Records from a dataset
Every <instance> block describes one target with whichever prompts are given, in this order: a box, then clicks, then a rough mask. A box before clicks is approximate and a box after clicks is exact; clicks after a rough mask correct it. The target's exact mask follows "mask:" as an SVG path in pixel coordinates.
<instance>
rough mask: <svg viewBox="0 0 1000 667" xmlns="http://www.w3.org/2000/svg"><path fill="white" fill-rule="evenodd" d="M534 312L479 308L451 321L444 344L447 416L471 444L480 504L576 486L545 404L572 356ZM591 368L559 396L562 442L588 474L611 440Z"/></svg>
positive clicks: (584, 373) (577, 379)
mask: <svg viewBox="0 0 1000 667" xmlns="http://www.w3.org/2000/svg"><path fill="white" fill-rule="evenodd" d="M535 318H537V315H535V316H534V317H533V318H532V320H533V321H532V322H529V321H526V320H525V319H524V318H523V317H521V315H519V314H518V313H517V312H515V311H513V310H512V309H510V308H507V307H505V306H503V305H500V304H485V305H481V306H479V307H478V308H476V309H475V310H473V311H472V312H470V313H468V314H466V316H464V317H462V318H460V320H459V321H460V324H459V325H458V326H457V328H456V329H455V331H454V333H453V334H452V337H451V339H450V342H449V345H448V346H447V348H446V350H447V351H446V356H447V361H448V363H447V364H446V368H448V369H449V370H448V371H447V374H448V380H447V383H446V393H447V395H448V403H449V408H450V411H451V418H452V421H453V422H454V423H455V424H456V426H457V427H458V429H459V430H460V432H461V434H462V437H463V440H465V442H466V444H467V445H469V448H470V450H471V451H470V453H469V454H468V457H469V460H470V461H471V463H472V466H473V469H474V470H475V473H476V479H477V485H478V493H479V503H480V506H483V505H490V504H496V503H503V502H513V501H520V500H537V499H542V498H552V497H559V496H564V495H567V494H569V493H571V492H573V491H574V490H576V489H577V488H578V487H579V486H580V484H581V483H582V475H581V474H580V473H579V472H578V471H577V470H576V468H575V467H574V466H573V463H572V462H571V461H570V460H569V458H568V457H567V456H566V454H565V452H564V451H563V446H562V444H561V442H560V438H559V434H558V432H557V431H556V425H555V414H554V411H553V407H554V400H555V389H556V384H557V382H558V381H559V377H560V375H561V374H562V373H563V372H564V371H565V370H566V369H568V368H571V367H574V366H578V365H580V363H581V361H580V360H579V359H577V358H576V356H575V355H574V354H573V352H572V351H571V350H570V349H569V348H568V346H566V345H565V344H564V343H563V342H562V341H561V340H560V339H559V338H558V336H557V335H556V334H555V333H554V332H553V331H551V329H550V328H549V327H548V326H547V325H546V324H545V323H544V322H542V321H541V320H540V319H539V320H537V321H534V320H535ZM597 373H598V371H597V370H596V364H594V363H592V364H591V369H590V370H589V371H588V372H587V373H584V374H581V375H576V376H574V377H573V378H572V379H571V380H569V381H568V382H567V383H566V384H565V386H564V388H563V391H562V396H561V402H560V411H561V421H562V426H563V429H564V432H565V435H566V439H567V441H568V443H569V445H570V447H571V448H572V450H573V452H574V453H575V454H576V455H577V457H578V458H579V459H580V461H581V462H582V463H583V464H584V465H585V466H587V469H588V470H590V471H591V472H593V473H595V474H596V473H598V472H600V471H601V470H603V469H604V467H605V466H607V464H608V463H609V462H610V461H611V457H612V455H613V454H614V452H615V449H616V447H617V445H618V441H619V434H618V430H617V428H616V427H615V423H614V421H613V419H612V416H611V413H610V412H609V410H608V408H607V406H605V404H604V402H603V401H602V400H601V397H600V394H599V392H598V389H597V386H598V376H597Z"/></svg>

= Activity =
Return each line of the items that contains the word "clicks". Case counts.

= Written response =
Every <instance> block describes one target with whichever prompts are given, in this order: a box, then clicks, then a rough mask. A box before clicks is approximate and a box after clicks is exact; clicks after a rough mask correct it. The target's exact mask follows "mask:" as an SVG path in pixel coordinates.
positive clicks: (584, 373) (577, 379)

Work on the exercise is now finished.